DATASET RECORDS

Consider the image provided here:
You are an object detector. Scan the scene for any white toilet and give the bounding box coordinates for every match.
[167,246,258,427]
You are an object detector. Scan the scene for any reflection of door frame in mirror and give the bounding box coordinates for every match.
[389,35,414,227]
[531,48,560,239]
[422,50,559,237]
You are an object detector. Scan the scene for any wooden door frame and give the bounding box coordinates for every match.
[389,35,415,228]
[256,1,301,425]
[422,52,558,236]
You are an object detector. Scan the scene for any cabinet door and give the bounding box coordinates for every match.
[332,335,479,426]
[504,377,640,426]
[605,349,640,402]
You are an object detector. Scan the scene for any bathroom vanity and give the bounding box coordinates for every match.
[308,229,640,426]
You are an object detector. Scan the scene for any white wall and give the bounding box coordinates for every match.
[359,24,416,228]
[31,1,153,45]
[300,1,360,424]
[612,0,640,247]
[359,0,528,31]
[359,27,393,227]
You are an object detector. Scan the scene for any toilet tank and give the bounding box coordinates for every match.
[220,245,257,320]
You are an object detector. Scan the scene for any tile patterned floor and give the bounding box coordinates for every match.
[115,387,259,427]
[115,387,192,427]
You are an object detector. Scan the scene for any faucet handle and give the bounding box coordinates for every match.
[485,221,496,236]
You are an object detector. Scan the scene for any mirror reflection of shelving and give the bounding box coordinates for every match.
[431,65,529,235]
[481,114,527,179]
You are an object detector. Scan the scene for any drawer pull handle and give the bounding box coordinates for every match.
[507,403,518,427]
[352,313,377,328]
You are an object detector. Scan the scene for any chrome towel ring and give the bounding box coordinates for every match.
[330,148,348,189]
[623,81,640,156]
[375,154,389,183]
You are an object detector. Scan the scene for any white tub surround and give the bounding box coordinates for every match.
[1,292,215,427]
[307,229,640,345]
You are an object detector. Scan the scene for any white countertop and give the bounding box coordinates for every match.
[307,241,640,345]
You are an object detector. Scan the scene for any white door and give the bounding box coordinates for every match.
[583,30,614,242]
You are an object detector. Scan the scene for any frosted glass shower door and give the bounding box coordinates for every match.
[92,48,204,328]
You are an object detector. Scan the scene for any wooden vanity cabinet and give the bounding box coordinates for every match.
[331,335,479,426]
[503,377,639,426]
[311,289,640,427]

PROBLEM DESCRIPTION
Each of the lines above must appear again, unchanged.

WRITTEN ANSWER
Consider the image provided here:
You are an object detector. Scan the scene for any white toilet and give the bounding box coordinates for every match.
[167,246,258,427]
You are an object detector. Scan the scene for any reflection of door frame in mirror and give the bounding box coordinates for every match.
[389,35,414,227]
[531,48,560,239]
[422,50,559,237]
You are an object detector. Scan the scene for any wooden door frame and give the bounding box coordinates for every match.
[389,35,415,228]
[256,1,301,425]
[422,52,558,236]
You are an object detector. Scan the scene for any cabinet door and give the bounding box coordinates for every match.
[332,335,479,426]
[504,377,640,426]
[605,349,640,402]
You are an object detector. Scan the scene for any bathroom vanity and give the bounding box coordinates for every match.
[308,229,640,426]
You are an object detector. Scan the scene for any white wall and give the bounding box coordinates for every match.
[359,24,416,228]
[31,1,153,45]
[300,1,360,424]
[612,0,640,247]
[359,0,528,31]
[359,27,393,227]
You are an object detector. Scan the scene for any toilet tank and give the bounding box coordinates for every match.
[220,245,257,320]
You are an object detector. Scan the scene for any tile patterned floor and give the bounding box coordinates for every match.
[115,387,259,427]
[115,387,192,427]
You are an object detector. Scan the scene for any faucet handle and give the bounding box coordinates for every match.
[485,221,496,236]
You are an object detector. Scan the scene for any mirror reflection of shelving and give the bounding box coordinates for every match.
[431,65,529,235]
[481,114,527,179]
You are an object detector. Scan the scene for any drawer pull handle and give the bounding box coordinates for every match.
[507,403,518,427]
[352,313,377,328]
You are an object detector. Scan the scene for any chrome towel ring and give the bounding box coordinates for every match.
[330,148,348,189]
[623,81,640,156]
[375,154,389,183]
You are an object detector. Scan the scene for any white tub surround and give the bounding box coordinates for every match.
[1,292,215,427]
[307,229,640,345]
You are an object detector. Scan the scene for any white countertop and give the bounding box coordinates for every match.
[307,241,640,345]
You are an object detector. Scan the scene for any white door and give the bounding box coordinates for every match.
[583,30,614,242]
You are an object detector. Scan the scene for any frosted glass shower door and give the bounding box coordinates for every match.
[92,48,204,328]
You are an object detector. Scan the scene for any wooden vanity cabinet and give the bounding box coordinates for every match.
[331,335,479,426]
[503,377,639,426]
[311,289,640,427]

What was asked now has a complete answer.